*Required action*:
Copy out each record below, exactly as given.

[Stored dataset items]
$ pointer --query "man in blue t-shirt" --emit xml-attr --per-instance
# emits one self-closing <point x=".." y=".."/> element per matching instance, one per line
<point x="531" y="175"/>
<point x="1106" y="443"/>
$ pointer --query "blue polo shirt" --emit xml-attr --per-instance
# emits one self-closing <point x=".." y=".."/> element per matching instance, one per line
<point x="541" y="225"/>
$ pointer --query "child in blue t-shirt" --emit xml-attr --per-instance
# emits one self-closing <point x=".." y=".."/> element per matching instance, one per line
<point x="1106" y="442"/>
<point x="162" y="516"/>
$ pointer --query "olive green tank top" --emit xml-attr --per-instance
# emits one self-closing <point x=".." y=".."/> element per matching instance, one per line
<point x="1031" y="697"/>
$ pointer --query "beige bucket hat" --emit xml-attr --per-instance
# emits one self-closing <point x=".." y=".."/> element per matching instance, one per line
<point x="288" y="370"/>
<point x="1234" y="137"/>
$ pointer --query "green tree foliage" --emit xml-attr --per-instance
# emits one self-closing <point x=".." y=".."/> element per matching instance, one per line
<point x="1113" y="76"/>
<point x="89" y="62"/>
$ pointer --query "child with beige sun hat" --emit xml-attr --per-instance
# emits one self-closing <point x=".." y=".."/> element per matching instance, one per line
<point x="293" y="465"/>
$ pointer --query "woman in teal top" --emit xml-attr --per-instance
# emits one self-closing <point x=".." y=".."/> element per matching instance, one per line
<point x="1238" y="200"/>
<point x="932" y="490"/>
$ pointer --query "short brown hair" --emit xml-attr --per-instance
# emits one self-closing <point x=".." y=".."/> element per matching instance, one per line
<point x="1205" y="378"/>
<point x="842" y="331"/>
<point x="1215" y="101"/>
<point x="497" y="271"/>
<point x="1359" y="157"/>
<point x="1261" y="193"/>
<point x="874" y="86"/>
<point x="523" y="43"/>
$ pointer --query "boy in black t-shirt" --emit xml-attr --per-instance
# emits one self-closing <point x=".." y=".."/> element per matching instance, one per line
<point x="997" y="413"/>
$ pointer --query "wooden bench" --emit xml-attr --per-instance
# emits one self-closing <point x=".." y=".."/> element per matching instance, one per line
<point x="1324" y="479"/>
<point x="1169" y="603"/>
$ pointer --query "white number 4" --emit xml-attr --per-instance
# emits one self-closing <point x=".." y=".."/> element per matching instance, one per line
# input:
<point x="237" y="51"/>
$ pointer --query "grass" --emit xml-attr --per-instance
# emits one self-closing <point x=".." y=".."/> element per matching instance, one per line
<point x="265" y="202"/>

*Task output*:
$ pointer --query "man in blue t-shirt" --emit xml-attr --per-instance
# emits one self-closing <point x=".." y=".."/> element per matching instance, one per line
<point x="531" y="175"/>
<point x="1106" y="443"/>
$ pointer --query "blue polo shirt" --emit xml-attr --per-instance
# emits one self-closing <point x=".." y=".."/> element per matching instance, one per line
<point x="541" y="225"/>
$ pointer --query "child in blue t-shirt" --emit xml-attr --per-instance
# emits one self-closing <point x=".." y=".."/> element per matching instance, one per line
<point x="1106" y="442"/>
<point x="162" y="516"/>
$ pointer --query "olive green tank top" --emit xml-attr --per-instance
# emits one self-closing <point x=".." y=".."/> element per matching instance, one per line
<point x="1031" y="697"/>
$ pointer --query "beige bucket hat" --emit xml-attr --per-instance
# emits one self-closing <point x=".." y=".."/> element per matching instance, one per line
<point x="288" y="370"/>
<point x="1234" y="137"/>
$ pointer --query "green tree foliage" --emit xml-attr --per-instance
# emits one self-closing <point x=".." y=".."/> element per matching instance, one per line
<point x="1113" y="76"/>
<point x="89" y="62"/>
$ pointer --query "child with beige sun hat" --emit xml-attr --per-instance
# emits one self-closing <point x=".." y=".."/> element per matching instance, one per line
<point x="293" y="465"/>
$ pointer --query "woman in teal top" --emit xml-attr --per-instance
# emits one self-closing <point x=".." y=".."/> element per matching instance, one per line
<point x="1238" y="200"/>
<point x="932" y="490"/>
$ pointer --query "short brown hair" --emit xml-attr --per-instance
# emits one self-closing <point x=".." y=".."/> element per matching instance, one per line
<point x="1205" y="378"/>
<point x="842" y="331"/>
<point x="1215" y="101"/>
<point x="497" y="271"/>
<point x="1359" y="157"/>
<point x="1261" y="193"/>
<point x="874" y="86"/>
<point x="523" y="43"/>
$ pointer --query "boy in black t-shirt" --emit xml-attr --per-instance
# emits one self-closing <point x=".." y=".."/> element per matching instance, one per line
<point x="997" y="413"/>
$ pointer --query "wooden bench" --emit xml-attr --per-instance
# emits one self-closing <point x=".." y=".."/> element per matching instance, one per line
<point x="1324" y="479"/>
<point x="1169" y="603"/>
$ pointer --query "white number 4" --emit xml-attr --per-instance
# emits one self-closing <point x=".." y=".."/> element per matching instance, one per line
# input:
<point x="237" y="51"/>
$ pointer --query "grass" --emit xml-attr --per-instance
# emits one self-closing <point x=".." y=".."/> element per matching instance, one per line
<point x="265" y="202"/>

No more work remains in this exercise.